GIVEN PASSAGE =>
--- start ---
There are some wild cards that are different from what we saw when we came out of the last warm PDO [Pacific Decadal Oscillation] and entered its cool phase [1947 to 1976]. Now we have a very weak solar cycle and the possibility of increased volcanic activity. Together, they would create what I call the ‘Triple Crown of Cooling,’” says Accuweather meteorologist Joe Bastardi.
If all three climate-change ingredients come together, it would be a recipe for dangerously cold temperatures that would shorten the agricultural growing season in northern latitudes, crippling grain production in the wheat belts of the United States and Canada and triggering widespread food shortages and famine.

Cool Pacific Decadal Oscillation

The Pacific Decadal Oscillation refers to cyclical variations in sea surface temperatures that occur in the North Pacific Ocean. (The PDO is often described as a long-lived El NiƱo-like pattern.) PDO events usually persist for 20 to 30 years, alternating between warm and cool phases. During these long periods there are sometimes short-interval phase switches that can last several years.

From 1977 to 1998, during the height of “global warming,” North America was in the midst of a warm PDO. Since then, we have experienced several short-duration PDO fluctuations between cool and warm.

But the PDO has once again resumed its negative cool phase, and, as such, represents the first climate driver in the Triple Crown of Cooling. With the switch to a cool PDO, we’ve seen a change in the El Nino/Southern Oscillation (ENSO), which alternates between El Nino (warm phase) and La Nina (cool phase) every few years. The recent strong El Nino that began in July 2009 is now transitioning to a La Nina, a sign of cooler temperatures ahead.

“We’re definitely headed towards La Nina conditions before summer is over, and we’re looking at a moderate to strong La Nina by fall and winter, which, as these La Ninas tend to persist in the cold PDO for two years, should bring us cooler temperatures over the next few years,” predicts Joe D’Aleo, founder of the International Climate and Environmental Change Assessment Project (ICECAP) and the first director of meteorology at the Weather Channel.
He is not alone in his forecast. Bastardi also sees a La Nina just around the corner.
I’ve been saying since February that we’ll transition to La Nina by the middle of the hurricane season. I think we’re already seeing the atmosphere going into a La Nina state in advance of water temperatures. This will have interesting implications down the road. La Nina will dramatically cool off everything later this year and into next year, and it is a signal for strong hurricane activity,” Bastardi predicts.
The difference in sea surface temperature between positive and negative PDO phases is not more than 1 to 2 degrees Celsius, but the affected area is huge. So the temperature changes can have a big impact on the climate in North America.

In fact, as Dr. Roy Spencer points out, the warm-phase PDO lasting from 1977 to 1998 might explain most of the warming we experienced in the late 20th century.
--- end ---
Excerpts of bounding box data entries
--- start ---
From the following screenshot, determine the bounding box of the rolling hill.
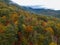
[0,0,60,45]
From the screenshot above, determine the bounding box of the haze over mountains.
[22,6,60,18]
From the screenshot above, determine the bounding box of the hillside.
[0,0,60,45]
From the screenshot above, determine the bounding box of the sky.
[12,0,60,10]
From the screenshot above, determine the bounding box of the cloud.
[12,0,60,10]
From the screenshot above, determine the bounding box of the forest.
[0,0,60,45]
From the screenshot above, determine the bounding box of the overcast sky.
[12,0,60,10]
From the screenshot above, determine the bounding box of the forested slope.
[0,1,60,45]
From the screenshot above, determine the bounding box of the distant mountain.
[22,6,60,18]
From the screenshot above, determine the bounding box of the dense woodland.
[0,0,60,45]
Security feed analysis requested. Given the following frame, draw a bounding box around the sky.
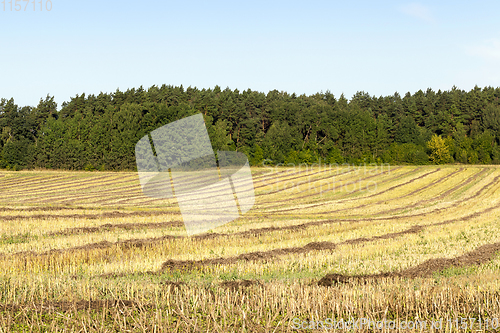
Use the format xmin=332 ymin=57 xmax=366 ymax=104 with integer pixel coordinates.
xmin=0 ymin=0 xmax=500 ymax=107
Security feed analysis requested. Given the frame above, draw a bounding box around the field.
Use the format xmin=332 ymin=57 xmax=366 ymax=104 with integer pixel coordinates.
xmin=0 ymin=165 xmax=500 ymax=332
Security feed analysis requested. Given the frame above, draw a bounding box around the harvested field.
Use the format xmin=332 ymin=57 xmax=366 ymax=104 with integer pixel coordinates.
xmin=0 ymin=165 xmax=500 ymax=332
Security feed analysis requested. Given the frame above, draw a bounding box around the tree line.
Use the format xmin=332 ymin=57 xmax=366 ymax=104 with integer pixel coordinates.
xmin=0 ymin=85 xmax=500 ymax=170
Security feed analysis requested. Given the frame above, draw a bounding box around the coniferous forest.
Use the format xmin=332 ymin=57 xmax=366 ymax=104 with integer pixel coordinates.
xmin=0 ymin=85 xmax=500 ymax=170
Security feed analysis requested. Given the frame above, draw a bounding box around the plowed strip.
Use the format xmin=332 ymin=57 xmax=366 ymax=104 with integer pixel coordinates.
xmin=318 ymin=242 xmax=500 ymax=287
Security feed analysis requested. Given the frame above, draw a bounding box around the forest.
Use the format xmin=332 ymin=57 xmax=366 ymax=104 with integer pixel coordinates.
xmin=0 ymin=85 xmax=500 ymax=171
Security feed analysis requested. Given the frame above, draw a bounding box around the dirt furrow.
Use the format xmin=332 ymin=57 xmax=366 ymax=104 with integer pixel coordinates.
xmin=318 ymin=242 xmax=500 ymax=287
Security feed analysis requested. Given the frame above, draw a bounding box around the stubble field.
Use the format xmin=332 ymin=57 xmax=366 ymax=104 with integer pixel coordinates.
xmin=0 ymin=165 xmax=500 ymax=332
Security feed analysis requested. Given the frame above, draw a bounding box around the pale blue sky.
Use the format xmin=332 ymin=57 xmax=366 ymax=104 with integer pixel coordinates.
xmin=0 ymin=0 xmax=500 ymax=106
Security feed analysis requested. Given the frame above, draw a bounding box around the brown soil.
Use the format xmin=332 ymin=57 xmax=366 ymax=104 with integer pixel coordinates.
xmin=0 ymin=300 xmax=137 ymax=312
xmin=47 ymin=221 xmax=184 ymax=236
xmin=0 ymin=208 xmax=180 ymax=225
xmin=259 ymin=167 xmax=402 ymax=209
xmin=221 ymin=280 xmax=261 ymax=291
xmin=270 ymin=168 xmax=440 ymax=215
xmin=318 ymin=242 xmax=500 ymax=287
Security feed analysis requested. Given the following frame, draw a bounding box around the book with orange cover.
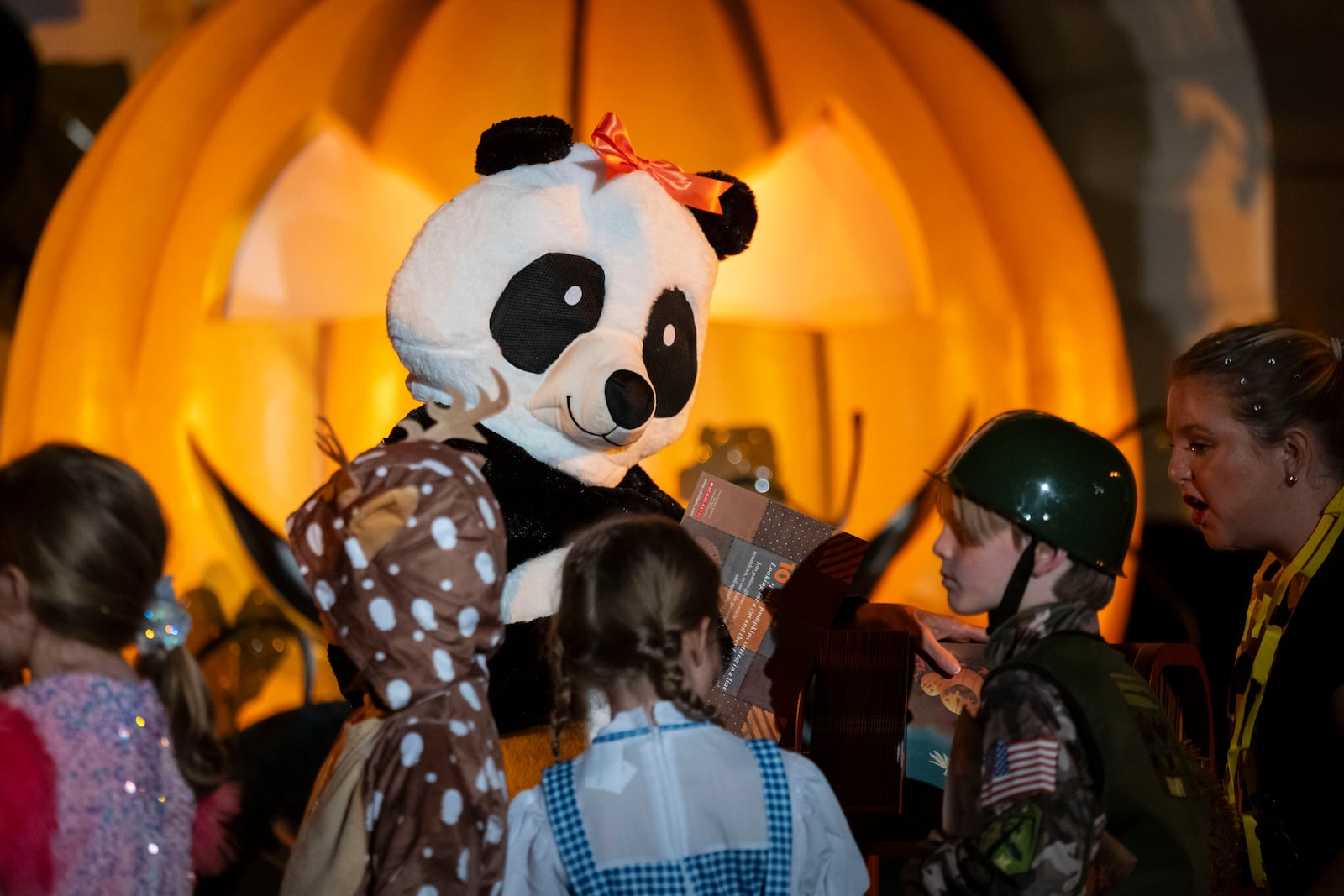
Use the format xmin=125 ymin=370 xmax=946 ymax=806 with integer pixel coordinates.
xmin=681 ymin=473 xmax=869 ymax=740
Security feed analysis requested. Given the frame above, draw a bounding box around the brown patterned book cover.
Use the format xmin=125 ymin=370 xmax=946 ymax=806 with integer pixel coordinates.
xmin=681 ymin=473 xmax=869 ymax=740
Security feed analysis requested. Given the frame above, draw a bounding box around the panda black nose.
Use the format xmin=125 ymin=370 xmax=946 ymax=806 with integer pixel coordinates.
xmin=606 ymin=371 xmax=654 ymax=430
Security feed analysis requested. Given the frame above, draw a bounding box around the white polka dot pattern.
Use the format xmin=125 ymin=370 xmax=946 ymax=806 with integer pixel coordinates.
xmin=439 ymin=789 xmax=462 ymax=825
xmin=368 ymin=598 xmax=396 ymax=631
xmin=412 ymin=598 xmax=438 ymax=631
xmin=289 ymin=442 xmax=508 ymax=896
xmin=428 ymin=516 xmax=457 ymax=551
xmin=313 ymin=579 xmax=336 ymax=610
xmin=387 ymin=679 xmax=412 ymax=710
xmin=402 ymin=731 xmax=425 ymax=768
xmin=475 ymin=551 xmax=495 ymax=584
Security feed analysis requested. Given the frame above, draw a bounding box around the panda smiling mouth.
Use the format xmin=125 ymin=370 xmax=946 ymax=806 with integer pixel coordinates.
xmin=564 ymin=395 xmax=625 ymax=448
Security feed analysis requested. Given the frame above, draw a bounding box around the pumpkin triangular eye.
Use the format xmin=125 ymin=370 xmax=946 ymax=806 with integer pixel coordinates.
xmin=224 ymin=121 xmax=438 ymax=321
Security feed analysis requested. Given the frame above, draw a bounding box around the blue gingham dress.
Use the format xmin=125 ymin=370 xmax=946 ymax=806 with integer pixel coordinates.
xmin=504 ymin=701 xmax=869 ymax=896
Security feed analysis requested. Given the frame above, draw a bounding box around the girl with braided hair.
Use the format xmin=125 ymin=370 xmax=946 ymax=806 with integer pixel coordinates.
xmin=504 ymin=516 xmax=869 ymax=894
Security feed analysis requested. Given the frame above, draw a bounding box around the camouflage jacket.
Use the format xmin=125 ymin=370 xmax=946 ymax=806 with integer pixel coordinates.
xmin=905 ymin=603 xmax=1106 ymax=896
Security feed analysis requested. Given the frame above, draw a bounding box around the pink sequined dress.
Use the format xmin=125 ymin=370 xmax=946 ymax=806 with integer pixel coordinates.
xmin=0 ymin=674 xmax=195 ymax=896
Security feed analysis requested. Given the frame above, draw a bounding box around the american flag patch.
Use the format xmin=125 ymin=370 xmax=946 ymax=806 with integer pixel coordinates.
xmin=979 ymin=737 xmax=1059 ymax=806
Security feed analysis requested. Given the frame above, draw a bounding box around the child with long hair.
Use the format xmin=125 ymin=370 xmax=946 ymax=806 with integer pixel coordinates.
xmin=504 ymin=517 xmax=869 ymax=893
xmin=0 ymin=445 xmax=224 ymax=896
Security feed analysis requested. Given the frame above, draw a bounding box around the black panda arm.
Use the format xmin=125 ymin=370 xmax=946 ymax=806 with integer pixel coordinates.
xmin=488 ymin=616 xmax=553 ymax=735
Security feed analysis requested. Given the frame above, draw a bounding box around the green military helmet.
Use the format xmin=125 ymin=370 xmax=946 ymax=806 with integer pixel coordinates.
xmin=939 ymin=411 xmax=1138 ymax=575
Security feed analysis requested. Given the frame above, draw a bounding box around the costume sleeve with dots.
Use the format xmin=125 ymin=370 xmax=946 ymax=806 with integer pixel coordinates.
xmin=361 ymin=696 xmax=508 ymax=896
xmin=0 ymin=701 xmax=56 ymax=896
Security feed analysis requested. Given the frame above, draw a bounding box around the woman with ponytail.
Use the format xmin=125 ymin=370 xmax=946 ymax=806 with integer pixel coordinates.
xmin=504 ymin=517 xmax=869 ymax=894
xmin=0 ymin=445 xmax=224 ymax=896
xmin=1167 ymin=324 xmax=1344 ymax=893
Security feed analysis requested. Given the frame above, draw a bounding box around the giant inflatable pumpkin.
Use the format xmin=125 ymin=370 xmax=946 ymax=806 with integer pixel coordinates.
--- end ---
TASKS FOR THIS EXERCISE =>
A: According to the passage on the Pacific Decadal Oscillation, how long do PDO events usually persist?
B: Gather every line of the entries that contains the string "field", treating uppercase and lowercase letters as different.
The passage and the entries have no connection to each other.

OUTPUTS IN ORDER =>
A: PDO events usually persist for 20 to 30 years.

B:
Security feed analysis requested. Given the frame above, draw a bounding box around the field.
Security feed analysis requested. Given the frame above, draw a bounding box around the harvested field.
Security feed analysis requested. Given the frame above, draw a bounding box around the stubble field.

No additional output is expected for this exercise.